» **課題のねらい**: 「王狼たちの戦旗」の感想文で、物語の登場人物として名前が出てくる人物をすべて挙げてください。

今回、改めて読んでみて世紀の傑作と称されるにふさわしい高い完成度の作品だと思った。作者の優しさが伝わってくると同時に、最後の結末はわかっていてもとても悲しい。SFというジャンルを越えて歴史に残るべき、そして事実、今後も残っていく作品だと思う。

●王狼たちの戦旗 上
●王狼たちの戦旗 下
ジョージ・R・R・マーティン
岡部宏之
待望の「氷と炎の歌」の第2弾。第1弾では、多少こちらのイメージと実際の世界観が異なっていて齟齬があったが、1巻を踏まえた上での2巻は非常に面白く読めた。なるほどこれはマーティン自身にとっては間違いなく最高傑作ということになりそうだ。
2巻ではレンリーとスタンニス、その勝者とジョフリーという順に南部では決戦が行われていく。その結果はことごとく予想を裏切り続けていく。北ではセオン・グレイジョイが狂言回しとなって意外な展開を演じ、その混乱が南部の最終的な結果にも影響する。

» **記録の抜粋**:
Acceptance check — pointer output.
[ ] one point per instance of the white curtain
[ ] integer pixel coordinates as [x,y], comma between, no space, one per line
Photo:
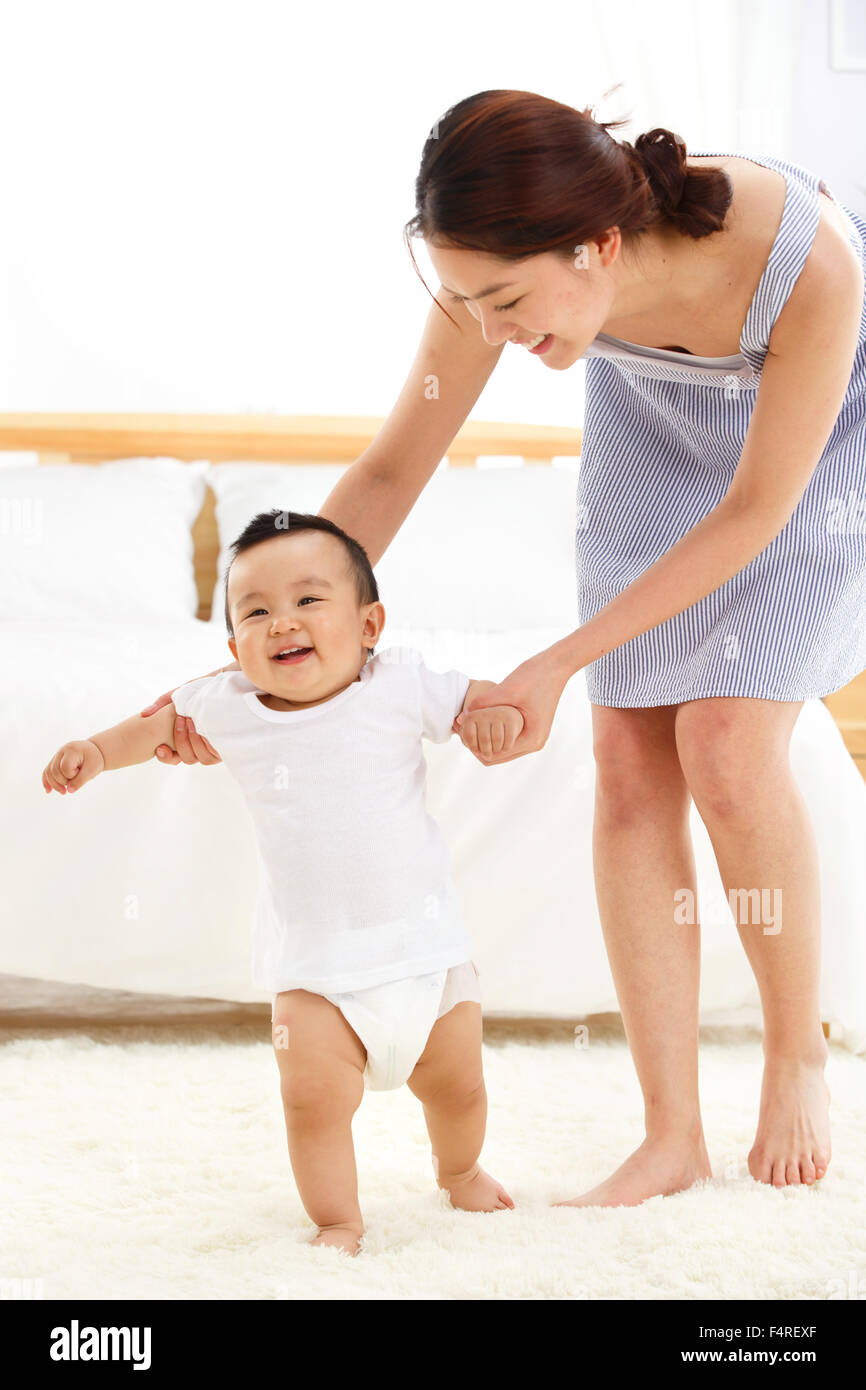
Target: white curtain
[203,202]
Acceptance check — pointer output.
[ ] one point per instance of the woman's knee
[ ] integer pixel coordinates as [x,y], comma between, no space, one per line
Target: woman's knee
[734,754]
[635,758]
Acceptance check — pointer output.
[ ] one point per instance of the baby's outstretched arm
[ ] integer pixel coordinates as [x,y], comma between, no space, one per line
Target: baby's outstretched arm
[487,731]
[132,741]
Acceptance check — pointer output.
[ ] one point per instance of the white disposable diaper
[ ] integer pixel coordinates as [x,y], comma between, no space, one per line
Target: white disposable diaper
[394,1019]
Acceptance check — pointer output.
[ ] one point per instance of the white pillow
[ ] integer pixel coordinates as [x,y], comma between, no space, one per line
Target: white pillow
[104,542]
[483,549]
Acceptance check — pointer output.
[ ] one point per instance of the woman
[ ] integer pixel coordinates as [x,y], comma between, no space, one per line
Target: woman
[719,302]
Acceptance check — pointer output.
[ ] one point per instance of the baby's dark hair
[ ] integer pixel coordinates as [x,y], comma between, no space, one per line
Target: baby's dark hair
[267,524]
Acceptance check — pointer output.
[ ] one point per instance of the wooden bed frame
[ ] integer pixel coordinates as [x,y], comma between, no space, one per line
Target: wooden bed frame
[96,438]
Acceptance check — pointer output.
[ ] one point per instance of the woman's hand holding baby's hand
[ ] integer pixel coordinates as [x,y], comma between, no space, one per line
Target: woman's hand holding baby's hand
[72,765]
[191,747]
[533,690]
[489,731]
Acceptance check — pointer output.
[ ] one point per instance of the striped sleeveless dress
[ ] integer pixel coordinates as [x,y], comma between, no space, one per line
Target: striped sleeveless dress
[663,432]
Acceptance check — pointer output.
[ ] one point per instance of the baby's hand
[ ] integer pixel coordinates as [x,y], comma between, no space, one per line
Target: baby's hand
[72,765]
[494,730]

» **解答**: レンリー、スタンニス、ジョフリー、セオン・グレイジョイ